**Stated task:** From the data below, pull out every line starting at the one containing "Can you spot the woman in white" and ending at the one containing "x=104, y=131", both included, and reproduce them without any change.

** start of Record set **

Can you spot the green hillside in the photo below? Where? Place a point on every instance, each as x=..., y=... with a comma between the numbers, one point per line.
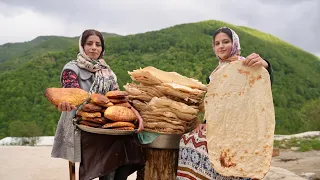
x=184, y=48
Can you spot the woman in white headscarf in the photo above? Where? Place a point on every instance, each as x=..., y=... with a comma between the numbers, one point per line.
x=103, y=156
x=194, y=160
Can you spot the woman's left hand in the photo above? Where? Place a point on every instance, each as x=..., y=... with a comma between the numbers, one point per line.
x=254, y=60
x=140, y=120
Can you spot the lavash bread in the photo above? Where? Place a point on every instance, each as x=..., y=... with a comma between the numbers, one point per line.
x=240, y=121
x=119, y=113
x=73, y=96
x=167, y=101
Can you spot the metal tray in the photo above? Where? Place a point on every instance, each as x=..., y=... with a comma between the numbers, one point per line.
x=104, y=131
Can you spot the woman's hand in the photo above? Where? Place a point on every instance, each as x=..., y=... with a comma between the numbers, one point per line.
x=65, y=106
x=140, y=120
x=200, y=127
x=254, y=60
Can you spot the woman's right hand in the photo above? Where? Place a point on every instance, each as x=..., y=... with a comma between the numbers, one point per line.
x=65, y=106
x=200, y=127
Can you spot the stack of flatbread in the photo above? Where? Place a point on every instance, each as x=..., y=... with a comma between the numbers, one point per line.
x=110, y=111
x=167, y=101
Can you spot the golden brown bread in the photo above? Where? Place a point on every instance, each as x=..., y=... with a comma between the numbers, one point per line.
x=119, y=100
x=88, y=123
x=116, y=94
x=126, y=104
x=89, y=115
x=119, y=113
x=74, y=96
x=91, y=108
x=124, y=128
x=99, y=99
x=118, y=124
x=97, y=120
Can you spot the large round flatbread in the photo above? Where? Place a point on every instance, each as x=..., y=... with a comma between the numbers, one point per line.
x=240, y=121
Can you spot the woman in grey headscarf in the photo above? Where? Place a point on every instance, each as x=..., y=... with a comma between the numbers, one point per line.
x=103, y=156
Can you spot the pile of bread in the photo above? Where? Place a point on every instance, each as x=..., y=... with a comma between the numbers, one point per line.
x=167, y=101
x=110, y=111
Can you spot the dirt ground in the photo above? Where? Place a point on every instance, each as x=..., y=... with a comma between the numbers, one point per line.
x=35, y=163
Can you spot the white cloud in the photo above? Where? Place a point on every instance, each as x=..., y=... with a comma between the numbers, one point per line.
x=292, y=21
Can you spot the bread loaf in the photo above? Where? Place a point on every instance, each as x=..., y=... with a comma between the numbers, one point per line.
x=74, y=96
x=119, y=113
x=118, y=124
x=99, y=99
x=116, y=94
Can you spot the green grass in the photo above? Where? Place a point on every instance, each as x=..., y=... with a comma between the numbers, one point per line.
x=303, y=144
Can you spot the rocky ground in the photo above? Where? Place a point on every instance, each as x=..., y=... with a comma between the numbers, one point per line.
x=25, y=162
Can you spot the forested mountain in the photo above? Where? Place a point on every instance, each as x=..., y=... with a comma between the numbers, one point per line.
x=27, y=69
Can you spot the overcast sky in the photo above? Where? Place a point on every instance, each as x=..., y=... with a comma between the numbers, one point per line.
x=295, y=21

** end of Record set **
** start of Record set **

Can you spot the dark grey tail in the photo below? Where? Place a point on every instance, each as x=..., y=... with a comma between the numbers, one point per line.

** end of Record set **

**Task output:**
Can you spot the woman in white headscarf in the photo above? Where? Place a point on every instance, each as x=..., y=... with a comma between the numbers, one point per line.
x=103, y=156
x=194, y=160
Can you spot the woman's left hand in the photo above? Where? Place a point on every instance, each as x=..., y=... with a comma between the numbers, one point per line.
x=254, y=60
x=140, y=120
Can you spot the lavash bread in the photo above? Where? Place a point on every instance, each as x=..., y=... with a comma between the numbers, one point per line.
x=240, y=121
x=119, y=113
x=73, y=96
x=167, y=101
Can you spot the metal tray in the photo above? Where? Place a point on every instance, each as x=..., y=... with a comma between the numbers, one point per line.
x=104, y=131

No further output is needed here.